----- Exercise material

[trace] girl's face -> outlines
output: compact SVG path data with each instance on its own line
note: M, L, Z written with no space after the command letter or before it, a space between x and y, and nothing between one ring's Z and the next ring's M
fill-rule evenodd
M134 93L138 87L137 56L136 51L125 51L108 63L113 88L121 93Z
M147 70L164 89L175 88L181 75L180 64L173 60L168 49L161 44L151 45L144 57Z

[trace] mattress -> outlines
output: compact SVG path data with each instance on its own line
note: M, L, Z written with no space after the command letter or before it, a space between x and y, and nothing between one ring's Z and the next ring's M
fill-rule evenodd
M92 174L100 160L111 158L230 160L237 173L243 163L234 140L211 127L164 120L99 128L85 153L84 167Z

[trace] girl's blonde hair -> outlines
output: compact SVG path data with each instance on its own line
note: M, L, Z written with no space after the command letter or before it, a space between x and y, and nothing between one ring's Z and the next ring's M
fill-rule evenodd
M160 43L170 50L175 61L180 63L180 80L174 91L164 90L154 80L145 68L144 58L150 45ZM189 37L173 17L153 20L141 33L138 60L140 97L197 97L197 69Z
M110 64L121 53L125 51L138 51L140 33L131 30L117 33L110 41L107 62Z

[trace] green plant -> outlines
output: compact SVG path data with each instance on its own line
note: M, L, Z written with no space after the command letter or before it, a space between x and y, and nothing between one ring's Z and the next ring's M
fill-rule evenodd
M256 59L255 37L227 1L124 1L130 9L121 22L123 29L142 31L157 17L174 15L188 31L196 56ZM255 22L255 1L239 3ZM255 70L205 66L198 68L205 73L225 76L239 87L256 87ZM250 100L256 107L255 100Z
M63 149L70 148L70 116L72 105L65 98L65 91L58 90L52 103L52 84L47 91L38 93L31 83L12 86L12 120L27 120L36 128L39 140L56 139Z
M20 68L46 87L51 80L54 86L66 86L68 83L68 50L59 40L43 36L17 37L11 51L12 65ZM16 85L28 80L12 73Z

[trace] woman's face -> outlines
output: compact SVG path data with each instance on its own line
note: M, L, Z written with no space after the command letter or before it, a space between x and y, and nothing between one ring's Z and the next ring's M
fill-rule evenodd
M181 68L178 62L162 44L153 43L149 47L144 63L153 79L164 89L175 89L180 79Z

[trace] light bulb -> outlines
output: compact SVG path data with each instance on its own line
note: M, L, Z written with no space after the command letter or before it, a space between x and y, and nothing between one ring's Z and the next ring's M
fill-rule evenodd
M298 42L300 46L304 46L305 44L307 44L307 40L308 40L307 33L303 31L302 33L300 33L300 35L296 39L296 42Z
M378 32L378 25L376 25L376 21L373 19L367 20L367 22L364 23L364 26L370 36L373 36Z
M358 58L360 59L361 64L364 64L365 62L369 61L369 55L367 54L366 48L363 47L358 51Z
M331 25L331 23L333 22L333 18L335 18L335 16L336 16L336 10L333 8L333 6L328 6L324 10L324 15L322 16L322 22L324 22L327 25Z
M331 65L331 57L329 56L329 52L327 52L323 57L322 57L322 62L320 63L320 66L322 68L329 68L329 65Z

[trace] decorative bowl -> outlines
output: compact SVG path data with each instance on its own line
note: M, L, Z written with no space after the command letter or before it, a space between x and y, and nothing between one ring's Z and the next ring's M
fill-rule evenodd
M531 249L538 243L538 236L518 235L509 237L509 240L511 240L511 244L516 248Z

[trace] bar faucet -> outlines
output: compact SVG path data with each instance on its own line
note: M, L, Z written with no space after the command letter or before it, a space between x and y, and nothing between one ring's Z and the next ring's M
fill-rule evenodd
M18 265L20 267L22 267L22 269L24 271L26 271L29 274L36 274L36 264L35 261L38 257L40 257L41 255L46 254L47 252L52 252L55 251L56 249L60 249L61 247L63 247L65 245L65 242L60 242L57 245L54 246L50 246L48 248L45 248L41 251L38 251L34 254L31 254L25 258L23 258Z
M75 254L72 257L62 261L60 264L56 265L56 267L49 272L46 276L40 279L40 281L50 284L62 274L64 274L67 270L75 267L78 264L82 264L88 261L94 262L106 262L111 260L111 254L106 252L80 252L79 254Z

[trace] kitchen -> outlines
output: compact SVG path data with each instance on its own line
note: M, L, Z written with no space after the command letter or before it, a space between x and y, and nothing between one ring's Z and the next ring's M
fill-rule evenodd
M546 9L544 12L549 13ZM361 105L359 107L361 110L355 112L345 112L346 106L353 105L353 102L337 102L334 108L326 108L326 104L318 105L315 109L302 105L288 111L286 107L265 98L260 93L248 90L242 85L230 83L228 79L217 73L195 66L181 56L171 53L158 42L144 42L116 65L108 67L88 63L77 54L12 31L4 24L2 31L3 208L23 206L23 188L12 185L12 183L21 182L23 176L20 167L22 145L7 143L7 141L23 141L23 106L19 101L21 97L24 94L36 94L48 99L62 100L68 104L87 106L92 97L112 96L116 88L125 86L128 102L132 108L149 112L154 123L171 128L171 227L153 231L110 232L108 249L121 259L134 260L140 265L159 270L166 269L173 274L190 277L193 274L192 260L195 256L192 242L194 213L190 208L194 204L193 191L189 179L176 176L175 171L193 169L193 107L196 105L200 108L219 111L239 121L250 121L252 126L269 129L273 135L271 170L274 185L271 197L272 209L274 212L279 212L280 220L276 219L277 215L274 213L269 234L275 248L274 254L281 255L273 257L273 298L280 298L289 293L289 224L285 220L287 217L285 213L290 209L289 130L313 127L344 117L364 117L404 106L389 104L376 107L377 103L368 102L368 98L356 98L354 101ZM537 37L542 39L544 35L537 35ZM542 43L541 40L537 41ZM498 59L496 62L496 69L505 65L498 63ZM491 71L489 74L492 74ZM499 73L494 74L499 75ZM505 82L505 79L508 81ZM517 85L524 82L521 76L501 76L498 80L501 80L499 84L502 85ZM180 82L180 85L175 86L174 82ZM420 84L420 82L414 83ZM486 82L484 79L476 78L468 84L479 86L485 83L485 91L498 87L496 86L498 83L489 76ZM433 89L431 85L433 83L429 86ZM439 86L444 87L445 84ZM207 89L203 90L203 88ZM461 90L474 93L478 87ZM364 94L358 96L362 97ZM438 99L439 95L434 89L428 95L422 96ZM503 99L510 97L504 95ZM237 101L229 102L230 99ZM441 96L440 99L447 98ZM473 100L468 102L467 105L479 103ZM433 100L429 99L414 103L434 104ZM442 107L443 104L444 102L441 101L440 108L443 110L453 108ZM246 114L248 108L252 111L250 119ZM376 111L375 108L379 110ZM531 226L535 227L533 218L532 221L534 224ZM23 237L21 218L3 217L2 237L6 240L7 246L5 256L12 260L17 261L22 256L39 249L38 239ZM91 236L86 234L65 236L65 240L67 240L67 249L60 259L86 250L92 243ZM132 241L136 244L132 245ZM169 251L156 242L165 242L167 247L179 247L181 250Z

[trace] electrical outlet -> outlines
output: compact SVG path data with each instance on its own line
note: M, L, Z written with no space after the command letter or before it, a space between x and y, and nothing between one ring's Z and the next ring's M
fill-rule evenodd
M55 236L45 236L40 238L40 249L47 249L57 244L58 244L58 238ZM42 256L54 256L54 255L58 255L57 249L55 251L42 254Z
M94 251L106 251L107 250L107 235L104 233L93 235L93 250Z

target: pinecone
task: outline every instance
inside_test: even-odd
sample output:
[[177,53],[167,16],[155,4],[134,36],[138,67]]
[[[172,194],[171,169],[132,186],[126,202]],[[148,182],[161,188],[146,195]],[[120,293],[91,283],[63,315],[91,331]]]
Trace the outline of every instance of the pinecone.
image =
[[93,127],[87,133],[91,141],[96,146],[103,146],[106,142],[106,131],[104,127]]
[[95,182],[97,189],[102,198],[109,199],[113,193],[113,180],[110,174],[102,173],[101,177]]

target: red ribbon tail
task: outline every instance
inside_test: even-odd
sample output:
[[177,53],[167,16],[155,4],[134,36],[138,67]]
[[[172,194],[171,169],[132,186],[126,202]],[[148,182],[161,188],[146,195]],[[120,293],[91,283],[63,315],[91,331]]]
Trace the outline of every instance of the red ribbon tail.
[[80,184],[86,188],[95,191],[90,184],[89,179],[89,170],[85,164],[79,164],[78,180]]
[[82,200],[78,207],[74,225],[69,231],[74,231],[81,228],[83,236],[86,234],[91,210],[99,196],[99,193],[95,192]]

----------

Task goal: Quote only the lines from the one containing "[trace] electrical outlet -> outlines" through the final line of the records, with both ends included.

Right answer:
[trace] electrical outlet -> outlines
output: compact SVG path data with each instance on its own line
note: M, L, Z written with no space after the command letter or before it, a space between x and y, and nothing between one ring's Z and the next ring's M
fill-rule evenodd
M55 236L45 236L40 238L40 249L47 249L57 244L58 244L58 238ZM42 256L54 256L54 255L58 255L57 249L55 251L42 254Z
M94 251L106 251L107 250L107 235L104 233L93 235L93 250Z

target: pinecone
task: outline every instance
inside_test: even-odd
sample output:
[[177,53],[167,16],[155,4],[134,36],[138,67]]
[[[172,194],[171,169],[132,186],[126,202]],[[148,182],[161,188],[146,195]],[[120,293],[91,283],[63,315],[91,331]]]
Trace the outline of every instance of the pinecone.
image =
[[93,127],[87,133],[91,141],[96,146],[103,146],[106,142],[106,131],[104,127]]
[[95,182],[97,189],[102,198],[109,199],[113,193],[113,180],[110,174],[102,173],[101,177]]

target: red ribbon tail
task: outline every instance
inside_test: even-odd
sample output:
[[177,53],[167,16],[155,4],[134,36],[138,67]]
[[[172,194],[171,169],[132,186],[126,202]],[[148,182],[161,188],[146,195]],[[120,293],[91,283],[63,315],[91,331]]]
Trace the outline of every instance of the red ribbon tail.
[[80,184],[86,188],[95,191],[90,184],[89,179],[89,170],[85,164],[79,164],[78,180]]
[[82,200],[78,207],[74,225],[69,231],[74,231],[81,228],[83,236],[86,234],[91,210],[99,196],[99,193],[95,192]]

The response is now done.